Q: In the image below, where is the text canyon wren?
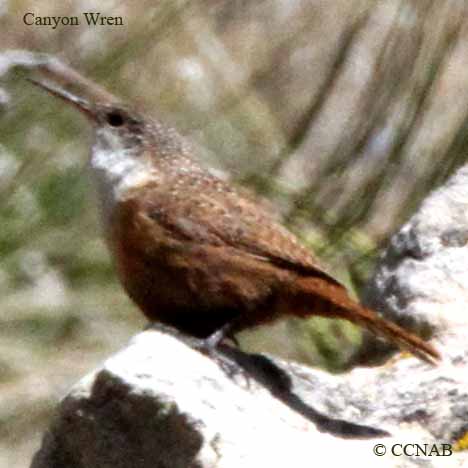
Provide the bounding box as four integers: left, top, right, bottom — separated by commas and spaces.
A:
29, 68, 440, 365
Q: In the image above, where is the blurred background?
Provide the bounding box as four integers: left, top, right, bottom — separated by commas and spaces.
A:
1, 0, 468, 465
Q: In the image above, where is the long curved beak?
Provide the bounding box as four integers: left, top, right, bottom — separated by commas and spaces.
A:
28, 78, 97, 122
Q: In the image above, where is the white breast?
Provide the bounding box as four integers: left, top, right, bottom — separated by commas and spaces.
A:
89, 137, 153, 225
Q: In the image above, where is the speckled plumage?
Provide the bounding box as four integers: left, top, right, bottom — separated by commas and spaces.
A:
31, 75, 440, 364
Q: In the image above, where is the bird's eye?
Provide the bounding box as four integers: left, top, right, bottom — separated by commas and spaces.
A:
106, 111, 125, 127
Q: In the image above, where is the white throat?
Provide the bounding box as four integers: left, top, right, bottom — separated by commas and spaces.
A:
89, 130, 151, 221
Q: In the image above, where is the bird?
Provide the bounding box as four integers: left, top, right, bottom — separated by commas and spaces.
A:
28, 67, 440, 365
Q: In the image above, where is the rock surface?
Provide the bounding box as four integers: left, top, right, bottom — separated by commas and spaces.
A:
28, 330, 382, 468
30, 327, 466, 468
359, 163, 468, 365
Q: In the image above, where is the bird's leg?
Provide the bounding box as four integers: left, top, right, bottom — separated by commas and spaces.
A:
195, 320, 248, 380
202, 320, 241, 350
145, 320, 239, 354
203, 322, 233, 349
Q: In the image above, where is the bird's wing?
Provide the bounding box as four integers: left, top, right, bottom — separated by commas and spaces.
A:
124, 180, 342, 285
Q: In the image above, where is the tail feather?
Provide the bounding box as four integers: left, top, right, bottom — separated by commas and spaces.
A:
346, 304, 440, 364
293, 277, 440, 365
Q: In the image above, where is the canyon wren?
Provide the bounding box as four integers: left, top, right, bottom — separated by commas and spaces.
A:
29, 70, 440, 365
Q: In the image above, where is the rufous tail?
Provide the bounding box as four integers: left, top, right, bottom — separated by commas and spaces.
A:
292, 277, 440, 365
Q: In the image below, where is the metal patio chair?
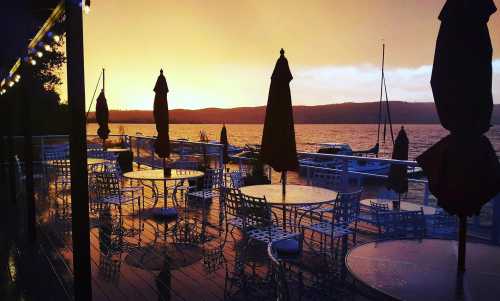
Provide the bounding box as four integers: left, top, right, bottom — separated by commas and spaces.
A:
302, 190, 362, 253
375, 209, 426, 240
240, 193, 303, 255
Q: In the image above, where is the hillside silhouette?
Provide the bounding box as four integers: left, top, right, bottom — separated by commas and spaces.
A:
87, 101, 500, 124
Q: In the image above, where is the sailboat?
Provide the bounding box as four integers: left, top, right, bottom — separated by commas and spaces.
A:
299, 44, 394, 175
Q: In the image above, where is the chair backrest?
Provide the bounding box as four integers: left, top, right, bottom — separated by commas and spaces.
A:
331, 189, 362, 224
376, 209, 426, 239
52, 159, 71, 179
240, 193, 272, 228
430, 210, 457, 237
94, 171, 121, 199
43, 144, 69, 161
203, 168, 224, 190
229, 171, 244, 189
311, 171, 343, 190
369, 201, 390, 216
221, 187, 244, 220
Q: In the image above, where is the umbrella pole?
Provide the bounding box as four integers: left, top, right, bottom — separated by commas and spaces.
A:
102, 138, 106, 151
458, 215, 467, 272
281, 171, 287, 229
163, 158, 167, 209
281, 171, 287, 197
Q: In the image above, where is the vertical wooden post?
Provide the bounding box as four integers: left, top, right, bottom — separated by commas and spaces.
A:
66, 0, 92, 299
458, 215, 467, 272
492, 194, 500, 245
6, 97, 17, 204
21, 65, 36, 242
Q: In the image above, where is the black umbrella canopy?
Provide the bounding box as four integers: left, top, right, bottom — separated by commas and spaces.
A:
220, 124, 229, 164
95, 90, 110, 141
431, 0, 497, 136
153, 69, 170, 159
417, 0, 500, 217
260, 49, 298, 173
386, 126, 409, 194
◆ ◆ ◆ ◆
*What is required:*
Pick out every line above that contains the word "bird" and copy it.

*Result for this task:*
Q: In the image above, where is the bird's eye?
Q: In the image above, where is the bird?
Q: In the image above, where is the bird's leg?
Q: In the image above, where is the bird's wing?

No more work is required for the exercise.